◆ **Instructions**
• 1. In the Xoron-Dev model description, how many compressed tokens does the TiTok-style 1D tokenization produce?
• 2. Rewrite the Xoron-Dev model description from "Xoron-Dev is a" up to and including "comprehensive any-to-any capabilities.", swapping "backbone" for "core".

* Begin Document section *

🚀 Xoron-Dev: State-of-the-Art Multimodal MoE

Xoron-Dev is a unified, multimodal AI model designed to understand and generate text, images, video, and audio within a single architecture. It leverages a Mixture of Experts (MoE) backbone with DeepSeek-style shared expert isolation and integrates SOTA encoders (SigLIP-2 with TiTok + Dual-Stream Attention) and generators (MoE-DiT with Flow Matching) for comprehensive any-to-any capabilities.

🌟 Model Highlights

Architecture: Mixture of Experts (8 Experts + 1 Shared, top-2 routing) with Ring Attention and Aux-Lossless routing.
Multi-Scale Training (NEW): Random scale selection per batch - images (128-512px), videos (128-384px), frames (8-32 including 20).
Vision Encoder: SigLIP-2 (384px native) with TiTok-style 1D tokenization (256 compressed tokens), Dual-Stream Attention (2 layers), and 2D-RoPE for images; 3D-RoPE + Temporal MoE (4 experts) for video (8-32 frames).
Image Generation: MoE-DiT (Diffusion Transformer with 4 MoE experts) using Flow Matching, 2D-RoPE, and Symmetric Dual-Stream Attention (SD3/Flux-style). Multi-scale output: 256-512px, 50 inference steps.
Video Generation: 3D Causal Transformers (4 layers) with Flow Matching, 3D-RoPE for (x,y,t) positions, and Temporal Expert Routing (4 experts). Multi-scale: 8-32 frames @ 128-384px.

* End Document section *
* Begin Given information *

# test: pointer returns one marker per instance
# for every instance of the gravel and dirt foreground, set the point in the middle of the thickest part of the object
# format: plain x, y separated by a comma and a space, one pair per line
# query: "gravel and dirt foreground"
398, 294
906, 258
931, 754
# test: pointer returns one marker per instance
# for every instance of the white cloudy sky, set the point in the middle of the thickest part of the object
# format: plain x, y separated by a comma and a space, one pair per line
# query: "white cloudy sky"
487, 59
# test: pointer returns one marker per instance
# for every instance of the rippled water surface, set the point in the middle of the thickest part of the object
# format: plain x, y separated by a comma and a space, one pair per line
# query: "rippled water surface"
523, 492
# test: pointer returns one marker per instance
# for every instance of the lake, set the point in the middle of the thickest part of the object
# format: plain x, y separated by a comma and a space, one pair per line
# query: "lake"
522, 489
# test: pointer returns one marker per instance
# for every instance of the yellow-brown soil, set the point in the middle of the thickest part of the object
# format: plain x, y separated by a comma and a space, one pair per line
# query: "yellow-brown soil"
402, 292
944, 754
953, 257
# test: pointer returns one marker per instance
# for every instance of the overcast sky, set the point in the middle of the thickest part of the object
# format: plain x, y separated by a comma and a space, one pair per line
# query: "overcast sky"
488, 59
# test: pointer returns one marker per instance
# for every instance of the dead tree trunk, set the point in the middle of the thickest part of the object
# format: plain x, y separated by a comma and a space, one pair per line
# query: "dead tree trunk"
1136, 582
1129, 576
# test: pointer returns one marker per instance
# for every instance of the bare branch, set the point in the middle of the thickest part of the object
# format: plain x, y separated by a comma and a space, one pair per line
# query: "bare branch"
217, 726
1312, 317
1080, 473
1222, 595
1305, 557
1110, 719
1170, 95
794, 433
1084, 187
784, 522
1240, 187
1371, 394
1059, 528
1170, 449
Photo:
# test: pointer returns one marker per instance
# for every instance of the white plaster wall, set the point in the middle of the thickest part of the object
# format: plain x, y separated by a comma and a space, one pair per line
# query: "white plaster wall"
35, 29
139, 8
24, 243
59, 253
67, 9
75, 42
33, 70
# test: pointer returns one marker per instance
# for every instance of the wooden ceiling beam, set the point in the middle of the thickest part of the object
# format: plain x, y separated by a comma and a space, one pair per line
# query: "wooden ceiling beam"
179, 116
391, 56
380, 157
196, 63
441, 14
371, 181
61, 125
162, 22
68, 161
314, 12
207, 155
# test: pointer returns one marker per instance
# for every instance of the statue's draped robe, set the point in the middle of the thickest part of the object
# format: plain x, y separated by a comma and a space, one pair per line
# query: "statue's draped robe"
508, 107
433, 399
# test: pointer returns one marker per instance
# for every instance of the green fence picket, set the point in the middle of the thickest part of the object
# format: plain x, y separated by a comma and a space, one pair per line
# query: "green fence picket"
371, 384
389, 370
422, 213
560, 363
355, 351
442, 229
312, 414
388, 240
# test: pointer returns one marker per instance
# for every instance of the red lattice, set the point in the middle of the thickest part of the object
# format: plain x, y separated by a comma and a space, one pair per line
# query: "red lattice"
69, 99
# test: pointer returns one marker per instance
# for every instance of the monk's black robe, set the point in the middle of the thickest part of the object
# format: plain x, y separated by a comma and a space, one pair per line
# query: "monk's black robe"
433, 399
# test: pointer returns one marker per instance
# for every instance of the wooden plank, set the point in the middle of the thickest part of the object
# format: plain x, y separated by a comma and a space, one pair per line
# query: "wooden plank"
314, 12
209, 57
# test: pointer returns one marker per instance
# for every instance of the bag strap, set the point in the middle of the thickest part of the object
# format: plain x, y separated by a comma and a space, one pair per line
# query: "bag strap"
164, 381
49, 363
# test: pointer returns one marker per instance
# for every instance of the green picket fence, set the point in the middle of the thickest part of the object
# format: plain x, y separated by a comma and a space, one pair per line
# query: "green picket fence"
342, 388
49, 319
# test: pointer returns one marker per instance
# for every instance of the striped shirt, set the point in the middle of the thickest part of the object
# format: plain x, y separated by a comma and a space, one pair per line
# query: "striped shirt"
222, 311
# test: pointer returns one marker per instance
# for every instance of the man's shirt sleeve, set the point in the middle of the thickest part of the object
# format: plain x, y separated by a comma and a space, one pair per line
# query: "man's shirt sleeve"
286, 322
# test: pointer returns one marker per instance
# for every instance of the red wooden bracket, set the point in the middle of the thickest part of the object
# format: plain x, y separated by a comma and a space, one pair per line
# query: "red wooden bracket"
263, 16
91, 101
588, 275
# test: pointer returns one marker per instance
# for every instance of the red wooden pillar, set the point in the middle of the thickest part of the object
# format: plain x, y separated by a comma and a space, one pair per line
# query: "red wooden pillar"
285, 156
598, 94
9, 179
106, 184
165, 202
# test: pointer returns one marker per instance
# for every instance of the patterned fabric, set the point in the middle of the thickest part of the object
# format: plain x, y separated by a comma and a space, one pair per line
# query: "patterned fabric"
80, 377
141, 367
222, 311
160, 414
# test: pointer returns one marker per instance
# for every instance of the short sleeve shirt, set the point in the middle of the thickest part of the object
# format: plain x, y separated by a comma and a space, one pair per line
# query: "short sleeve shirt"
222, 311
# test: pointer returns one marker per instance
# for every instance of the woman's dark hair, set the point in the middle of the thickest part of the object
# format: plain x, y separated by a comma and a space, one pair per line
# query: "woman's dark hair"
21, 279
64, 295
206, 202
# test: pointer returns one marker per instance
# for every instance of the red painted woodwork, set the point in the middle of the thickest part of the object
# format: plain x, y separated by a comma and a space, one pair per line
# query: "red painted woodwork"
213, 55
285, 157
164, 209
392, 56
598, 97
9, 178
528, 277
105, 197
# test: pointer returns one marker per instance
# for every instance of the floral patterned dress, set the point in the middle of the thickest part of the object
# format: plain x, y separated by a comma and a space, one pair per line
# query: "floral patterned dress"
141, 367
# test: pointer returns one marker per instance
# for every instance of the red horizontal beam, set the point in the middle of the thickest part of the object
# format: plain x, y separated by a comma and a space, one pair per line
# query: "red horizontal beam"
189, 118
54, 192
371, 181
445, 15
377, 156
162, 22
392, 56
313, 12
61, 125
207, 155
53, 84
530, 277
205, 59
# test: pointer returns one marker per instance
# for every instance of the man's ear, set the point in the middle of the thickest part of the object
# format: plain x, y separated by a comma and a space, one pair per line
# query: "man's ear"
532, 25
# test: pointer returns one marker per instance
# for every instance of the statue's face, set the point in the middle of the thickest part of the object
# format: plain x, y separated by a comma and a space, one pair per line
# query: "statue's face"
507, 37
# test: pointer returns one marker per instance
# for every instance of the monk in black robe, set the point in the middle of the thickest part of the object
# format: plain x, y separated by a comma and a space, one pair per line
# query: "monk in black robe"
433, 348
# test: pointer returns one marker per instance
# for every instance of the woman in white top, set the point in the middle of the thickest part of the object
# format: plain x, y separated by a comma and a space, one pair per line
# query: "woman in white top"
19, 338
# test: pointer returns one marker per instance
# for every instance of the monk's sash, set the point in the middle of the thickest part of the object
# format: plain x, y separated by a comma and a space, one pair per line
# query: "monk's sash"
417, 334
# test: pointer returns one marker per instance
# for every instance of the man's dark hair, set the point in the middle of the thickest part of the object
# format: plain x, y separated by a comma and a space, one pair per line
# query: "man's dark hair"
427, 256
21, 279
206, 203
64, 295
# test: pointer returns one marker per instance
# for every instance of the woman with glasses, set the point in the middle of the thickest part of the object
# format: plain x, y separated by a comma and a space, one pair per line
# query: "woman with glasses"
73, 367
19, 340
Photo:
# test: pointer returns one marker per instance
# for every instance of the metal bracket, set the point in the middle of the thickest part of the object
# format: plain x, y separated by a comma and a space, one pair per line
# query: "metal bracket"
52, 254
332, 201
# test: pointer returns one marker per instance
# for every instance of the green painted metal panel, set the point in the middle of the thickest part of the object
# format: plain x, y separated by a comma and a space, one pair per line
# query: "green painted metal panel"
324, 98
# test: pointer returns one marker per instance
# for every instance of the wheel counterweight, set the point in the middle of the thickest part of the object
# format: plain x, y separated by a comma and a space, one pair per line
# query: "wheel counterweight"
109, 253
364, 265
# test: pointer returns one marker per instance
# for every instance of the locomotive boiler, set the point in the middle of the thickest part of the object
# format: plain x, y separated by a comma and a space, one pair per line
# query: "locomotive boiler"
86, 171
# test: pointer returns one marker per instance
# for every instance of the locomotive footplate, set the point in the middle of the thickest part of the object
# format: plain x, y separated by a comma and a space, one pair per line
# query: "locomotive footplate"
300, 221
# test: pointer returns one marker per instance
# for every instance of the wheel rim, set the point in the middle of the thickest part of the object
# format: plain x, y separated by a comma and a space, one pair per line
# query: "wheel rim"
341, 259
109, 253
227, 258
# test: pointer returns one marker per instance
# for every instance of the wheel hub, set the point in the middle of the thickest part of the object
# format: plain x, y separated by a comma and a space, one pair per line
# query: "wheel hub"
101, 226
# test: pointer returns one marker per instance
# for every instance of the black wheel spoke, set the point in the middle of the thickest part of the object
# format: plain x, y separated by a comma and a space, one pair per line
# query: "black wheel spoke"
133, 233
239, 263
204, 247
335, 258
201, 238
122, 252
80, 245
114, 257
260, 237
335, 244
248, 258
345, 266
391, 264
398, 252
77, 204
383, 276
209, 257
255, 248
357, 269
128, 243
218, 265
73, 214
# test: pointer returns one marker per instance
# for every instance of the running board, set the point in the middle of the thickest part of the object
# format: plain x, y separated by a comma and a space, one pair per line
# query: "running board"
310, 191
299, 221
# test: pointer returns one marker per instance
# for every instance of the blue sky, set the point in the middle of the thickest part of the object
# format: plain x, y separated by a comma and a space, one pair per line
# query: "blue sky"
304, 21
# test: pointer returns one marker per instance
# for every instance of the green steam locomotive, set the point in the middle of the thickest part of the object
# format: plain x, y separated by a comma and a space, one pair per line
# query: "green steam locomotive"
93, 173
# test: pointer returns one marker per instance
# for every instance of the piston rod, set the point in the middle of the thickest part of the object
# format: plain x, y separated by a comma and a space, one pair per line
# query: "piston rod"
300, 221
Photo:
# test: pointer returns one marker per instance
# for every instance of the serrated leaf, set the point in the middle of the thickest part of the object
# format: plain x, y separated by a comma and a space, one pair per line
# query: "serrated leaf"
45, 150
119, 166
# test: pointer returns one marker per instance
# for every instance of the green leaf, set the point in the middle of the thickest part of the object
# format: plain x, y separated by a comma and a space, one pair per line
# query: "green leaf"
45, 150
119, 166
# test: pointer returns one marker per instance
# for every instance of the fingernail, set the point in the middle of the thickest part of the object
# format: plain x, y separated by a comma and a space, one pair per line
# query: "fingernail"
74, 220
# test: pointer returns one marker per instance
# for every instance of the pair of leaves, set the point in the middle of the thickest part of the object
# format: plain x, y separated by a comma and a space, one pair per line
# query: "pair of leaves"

* End Given information *

◆ **Solutions below**
• 1. 256 compressed tokens

• 2.
Xoron-Dev is a unified, multimodal AI model designed to understand and generate text, images, video, and audio within a single architecture. It leverages a Mixture of Experts (MoE) core with DeepSeek-style shared expert isolation and integrates SOTA encoders (SigLIP-2 with TiTok + Dual-Stream Attention) and generators (MoE-DiT with Flow Matching) for comprehensive any-to-any capabilities.